▶ [AIM OF THE EXERCISE]:
Repeat exactly the line containing "door in the picture above." and every line after it in the entries, and nothing besides.

[Stored data entries]
_ _ _ _ _
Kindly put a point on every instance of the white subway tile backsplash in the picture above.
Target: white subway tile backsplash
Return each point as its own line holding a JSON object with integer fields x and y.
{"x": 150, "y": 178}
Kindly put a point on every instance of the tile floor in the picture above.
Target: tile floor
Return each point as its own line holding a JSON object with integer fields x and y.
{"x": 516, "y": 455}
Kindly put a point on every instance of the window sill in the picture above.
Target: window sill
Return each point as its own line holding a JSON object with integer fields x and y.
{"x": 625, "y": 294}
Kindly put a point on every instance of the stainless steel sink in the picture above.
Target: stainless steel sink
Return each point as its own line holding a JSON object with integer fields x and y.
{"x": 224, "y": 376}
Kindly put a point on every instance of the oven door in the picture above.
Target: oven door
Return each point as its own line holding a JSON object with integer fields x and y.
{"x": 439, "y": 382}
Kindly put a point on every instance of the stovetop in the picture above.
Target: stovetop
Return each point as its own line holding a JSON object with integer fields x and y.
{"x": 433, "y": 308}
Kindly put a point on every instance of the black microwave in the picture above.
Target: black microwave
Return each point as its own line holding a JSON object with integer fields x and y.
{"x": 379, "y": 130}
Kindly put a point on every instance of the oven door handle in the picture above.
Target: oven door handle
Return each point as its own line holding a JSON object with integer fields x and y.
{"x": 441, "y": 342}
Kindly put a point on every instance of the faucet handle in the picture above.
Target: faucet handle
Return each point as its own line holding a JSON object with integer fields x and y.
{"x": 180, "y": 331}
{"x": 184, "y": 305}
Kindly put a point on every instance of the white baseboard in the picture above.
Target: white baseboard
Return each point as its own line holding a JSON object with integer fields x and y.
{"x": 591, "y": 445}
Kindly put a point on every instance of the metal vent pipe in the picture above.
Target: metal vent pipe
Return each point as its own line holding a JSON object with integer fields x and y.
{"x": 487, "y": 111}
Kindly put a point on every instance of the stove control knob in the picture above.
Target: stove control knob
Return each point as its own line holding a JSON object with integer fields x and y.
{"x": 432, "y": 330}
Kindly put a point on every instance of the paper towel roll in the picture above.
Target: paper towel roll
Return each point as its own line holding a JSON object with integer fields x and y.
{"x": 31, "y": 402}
_ _ _ _ _
▶ [RESPONSE]:
Kindly put a point on every instance of the oven door in the picture above.
Target: oven door
Return each point as its own line holding a JSON object with integer fields x and y.
{"x": 439, "y": 382}
Kindly put a point on every instance of the stovetop in the picture above.
Target: stovetop
Return each point as its own line holding a JSON object with integer fields x and y.
{"x": 433, "y": 308}
Kindly put a point on every instance of the black microwave in the picture above.
Target: black microwave
Return each point as its own line holding a JSON object with integer fields x and y.
{"x": 379, "y": 130}
Kindly put a point on every instance of the oven door handle in the picture above.
Target: oven door handle
Return each point as its own line holding a JSON object with integer fields x and y.
{"x": 441, "y": 342}
Kindly put a point on every instance of the faucet handle in the picture above.
Target: faucet handle
Return each point as its own line holding a JSON object with integer fields x and y.
{"x": 180, "y": 331}
{"x": 184, "y": 305}
Kindly put a point on every instance of the white baseboard in the picture above.
Target: white baseboard
Return each point as its own line holding a JSON object with integer fields x and y.
{"x": 591, "y": 445}
Kindly put a point on every instance of the metal vent pipe in the picture above.
Target: metal vent pipe
Return each point as its own line holding a JSON object with integer fields x and y.
{"x": 487, "y": 111}
Kindly put a point on every instance of the stove control knob in the picture above.
Target: stove control knob
Return each point as its own line holding a JSON object with integer fields x and y.
{"x": 432, "y": 330}
Kindly put a point on every instance of the paper towel roll in the picture above.
Target: paper towel roll
Return each point as its own line holding a JSON object with integer fields x and y.
{"x": 31, "y": 402}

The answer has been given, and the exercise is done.